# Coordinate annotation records
** START **
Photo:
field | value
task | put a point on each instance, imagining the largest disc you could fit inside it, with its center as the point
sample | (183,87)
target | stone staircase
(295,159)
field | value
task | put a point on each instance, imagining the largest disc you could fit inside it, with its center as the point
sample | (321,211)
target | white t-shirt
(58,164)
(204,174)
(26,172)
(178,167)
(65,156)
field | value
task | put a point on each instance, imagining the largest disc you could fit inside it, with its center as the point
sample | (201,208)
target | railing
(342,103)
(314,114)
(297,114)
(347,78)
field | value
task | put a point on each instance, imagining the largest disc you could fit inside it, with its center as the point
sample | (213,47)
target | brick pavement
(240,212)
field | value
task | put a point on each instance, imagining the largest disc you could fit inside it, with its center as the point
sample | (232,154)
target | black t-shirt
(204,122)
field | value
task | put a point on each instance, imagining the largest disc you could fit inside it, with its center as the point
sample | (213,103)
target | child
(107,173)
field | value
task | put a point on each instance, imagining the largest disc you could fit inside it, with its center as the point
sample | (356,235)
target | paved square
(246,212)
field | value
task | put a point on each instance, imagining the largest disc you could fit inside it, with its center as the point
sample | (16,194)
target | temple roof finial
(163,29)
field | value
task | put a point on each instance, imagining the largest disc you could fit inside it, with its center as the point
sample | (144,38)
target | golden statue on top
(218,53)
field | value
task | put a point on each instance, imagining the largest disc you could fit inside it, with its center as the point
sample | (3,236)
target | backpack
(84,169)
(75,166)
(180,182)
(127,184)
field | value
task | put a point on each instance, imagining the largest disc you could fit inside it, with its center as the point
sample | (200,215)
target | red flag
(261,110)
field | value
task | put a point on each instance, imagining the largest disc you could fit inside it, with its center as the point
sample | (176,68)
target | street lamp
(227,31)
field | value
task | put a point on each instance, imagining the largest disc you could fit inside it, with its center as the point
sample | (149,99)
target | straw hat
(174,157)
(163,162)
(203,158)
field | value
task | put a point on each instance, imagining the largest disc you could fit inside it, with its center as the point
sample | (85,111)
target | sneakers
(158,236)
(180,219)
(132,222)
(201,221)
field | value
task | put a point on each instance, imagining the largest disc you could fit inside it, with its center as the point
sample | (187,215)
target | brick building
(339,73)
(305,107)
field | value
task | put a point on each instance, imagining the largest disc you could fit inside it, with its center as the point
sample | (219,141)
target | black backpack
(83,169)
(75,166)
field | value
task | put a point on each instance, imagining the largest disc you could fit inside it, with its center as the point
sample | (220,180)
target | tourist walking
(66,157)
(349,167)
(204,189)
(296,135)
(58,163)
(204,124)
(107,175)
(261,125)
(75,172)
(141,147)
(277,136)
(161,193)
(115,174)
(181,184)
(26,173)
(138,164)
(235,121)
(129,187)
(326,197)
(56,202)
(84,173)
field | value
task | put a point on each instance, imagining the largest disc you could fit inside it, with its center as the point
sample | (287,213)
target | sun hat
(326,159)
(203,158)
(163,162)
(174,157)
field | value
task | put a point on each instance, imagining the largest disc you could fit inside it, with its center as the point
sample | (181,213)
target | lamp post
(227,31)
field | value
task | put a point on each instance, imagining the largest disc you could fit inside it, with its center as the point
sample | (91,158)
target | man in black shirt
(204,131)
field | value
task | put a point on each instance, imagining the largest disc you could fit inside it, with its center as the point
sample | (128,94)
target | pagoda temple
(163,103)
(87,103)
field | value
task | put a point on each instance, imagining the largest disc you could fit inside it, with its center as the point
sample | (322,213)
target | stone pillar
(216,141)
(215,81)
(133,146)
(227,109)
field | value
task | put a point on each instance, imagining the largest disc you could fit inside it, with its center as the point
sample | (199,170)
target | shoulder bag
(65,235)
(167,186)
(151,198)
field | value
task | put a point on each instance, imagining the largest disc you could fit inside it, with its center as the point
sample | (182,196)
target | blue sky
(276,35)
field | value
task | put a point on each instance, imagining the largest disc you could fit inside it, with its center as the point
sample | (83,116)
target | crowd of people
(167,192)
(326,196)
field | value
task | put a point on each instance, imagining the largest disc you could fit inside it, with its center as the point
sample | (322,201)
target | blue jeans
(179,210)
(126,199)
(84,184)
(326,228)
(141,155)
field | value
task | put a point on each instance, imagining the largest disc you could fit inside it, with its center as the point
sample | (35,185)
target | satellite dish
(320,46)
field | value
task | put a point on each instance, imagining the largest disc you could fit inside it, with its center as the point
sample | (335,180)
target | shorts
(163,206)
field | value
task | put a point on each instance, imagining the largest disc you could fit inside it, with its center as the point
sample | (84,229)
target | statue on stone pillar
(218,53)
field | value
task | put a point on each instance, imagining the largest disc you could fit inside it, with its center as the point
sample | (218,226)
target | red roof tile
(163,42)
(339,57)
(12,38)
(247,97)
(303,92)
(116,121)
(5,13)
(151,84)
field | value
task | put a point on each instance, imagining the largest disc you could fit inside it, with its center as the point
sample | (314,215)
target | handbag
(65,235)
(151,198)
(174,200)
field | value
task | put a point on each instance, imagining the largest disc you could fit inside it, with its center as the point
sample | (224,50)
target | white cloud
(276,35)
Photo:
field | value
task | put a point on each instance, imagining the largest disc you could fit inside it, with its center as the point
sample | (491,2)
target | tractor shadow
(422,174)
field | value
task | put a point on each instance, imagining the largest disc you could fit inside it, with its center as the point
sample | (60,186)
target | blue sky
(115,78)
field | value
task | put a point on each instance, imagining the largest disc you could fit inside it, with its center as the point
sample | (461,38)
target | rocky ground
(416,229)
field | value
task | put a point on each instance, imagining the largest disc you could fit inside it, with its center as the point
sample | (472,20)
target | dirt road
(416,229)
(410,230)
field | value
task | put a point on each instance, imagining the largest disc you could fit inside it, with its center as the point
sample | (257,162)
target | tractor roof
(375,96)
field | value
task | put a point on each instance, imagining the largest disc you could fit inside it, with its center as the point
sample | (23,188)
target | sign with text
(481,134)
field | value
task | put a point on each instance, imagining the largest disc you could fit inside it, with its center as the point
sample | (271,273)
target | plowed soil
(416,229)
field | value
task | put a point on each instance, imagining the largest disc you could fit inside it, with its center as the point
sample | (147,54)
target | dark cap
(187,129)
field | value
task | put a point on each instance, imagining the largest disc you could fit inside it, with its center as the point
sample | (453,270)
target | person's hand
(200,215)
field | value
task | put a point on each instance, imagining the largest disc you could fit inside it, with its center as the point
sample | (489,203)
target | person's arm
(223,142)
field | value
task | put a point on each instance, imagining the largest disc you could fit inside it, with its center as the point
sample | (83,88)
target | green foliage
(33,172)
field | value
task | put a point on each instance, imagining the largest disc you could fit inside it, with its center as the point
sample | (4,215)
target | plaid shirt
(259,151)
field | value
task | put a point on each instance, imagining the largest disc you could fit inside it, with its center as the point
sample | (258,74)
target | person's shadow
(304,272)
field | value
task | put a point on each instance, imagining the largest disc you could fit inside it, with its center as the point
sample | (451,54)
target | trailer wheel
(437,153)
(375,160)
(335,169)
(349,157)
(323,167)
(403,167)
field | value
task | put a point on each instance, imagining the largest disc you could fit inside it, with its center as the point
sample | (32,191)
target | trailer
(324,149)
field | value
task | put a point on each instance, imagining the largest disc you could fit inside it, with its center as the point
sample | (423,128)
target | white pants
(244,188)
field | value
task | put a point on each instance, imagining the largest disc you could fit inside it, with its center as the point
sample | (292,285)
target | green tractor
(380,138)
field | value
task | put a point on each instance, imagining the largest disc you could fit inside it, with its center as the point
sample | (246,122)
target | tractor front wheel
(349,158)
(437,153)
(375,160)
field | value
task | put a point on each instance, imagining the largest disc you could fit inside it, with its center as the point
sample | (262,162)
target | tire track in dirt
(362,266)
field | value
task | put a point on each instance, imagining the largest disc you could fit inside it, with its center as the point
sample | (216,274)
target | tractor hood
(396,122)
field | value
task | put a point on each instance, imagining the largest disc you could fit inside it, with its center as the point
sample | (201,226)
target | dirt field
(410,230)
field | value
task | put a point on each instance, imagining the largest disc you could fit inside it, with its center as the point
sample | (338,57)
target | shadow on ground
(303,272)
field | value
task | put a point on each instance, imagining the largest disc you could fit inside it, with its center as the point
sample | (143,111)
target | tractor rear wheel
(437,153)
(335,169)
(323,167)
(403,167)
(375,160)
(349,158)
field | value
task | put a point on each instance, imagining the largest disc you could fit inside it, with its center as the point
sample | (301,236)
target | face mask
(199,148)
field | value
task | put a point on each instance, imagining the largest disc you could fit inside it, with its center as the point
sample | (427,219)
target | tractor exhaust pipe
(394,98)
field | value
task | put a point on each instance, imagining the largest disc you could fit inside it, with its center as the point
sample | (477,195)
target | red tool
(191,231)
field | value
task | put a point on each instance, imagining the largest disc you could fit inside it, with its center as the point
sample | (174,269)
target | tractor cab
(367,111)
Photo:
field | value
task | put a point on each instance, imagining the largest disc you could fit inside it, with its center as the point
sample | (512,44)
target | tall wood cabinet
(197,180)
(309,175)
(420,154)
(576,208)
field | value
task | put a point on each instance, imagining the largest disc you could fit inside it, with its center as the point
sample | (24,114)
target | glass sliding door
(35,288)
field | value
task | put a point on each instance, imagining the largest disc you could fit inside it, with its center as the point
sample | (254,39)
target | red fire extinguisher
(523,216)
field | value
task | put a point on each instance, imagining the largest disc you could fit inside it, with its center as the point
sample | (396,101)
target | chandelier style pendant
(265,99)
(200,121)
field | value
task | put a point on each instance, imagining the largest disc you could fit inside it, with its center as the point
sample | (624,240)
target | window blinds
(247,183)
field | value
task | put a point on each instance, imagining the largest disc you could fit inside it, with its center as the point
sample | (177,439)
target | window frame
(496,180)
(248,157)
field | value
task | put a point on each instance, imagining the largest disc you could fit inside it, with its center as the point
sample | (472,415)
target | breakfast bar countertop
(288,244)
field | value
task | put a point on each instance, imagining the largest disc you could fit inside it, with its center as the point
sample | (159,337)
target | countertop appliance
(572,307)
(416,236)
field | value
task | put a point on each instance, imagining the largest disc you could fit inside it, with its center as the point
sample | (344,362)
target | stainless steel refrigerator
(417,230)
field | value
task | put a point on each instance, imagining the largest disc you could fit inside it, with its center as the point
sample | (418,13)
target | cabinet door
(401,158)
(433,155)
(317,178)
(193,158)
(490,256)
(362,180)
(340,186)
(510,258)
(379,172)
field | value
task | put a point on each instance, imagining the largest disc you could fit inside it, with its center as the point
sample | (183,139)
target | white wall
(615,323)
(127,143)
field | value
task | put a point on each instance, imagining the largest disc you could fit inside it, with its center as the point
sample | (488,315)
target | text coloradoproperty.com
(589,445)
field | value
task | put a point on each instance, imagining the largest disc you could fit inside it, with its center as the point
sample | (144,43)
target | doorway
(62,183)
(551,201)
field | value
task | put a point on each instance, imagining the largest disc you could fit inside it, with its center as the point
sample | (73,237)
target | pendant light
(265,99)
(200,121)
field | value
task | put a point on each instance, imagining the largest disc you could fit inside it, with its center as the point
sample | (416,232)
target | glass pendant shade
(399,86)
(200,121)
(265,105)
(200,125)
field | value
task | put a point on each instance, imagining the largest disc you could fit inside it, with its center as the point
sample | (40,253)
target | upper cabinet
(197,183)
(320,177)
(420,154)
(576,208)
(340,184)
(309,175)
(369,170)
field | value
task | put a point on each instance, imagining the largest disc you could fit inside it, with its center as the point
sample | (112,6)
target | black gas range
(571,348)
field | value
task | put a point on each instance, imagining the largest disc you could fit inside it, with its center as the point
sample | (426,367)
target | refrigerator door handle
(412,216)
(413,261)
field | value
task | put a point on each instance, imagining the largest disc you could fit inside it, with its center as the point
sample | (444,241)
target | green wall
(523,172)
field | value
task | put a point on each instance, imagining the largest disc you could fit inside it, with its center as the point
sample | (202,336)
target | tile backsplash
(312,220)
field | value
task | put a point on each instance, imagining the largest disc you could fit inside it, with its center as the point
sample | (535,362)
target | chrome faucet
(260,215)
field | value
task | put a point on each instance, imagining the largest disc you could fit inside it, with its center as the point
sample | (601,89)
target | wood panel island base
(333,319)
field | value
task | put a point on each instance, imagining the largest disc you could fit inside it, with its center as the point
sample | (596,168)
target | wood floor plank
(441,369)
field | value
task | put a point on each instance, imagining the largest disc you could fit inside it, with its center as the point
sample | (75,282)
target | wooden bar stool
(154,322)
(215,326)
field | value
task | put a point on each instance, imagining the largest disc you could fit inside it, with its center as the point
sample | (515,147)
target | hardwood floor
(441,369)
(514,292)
** END **
# Exercise description
Please pull out every line of the listing that contains the word "shadow".

# Result for this task
target | tractor shadow
target | person's shadow
target | shadow on ground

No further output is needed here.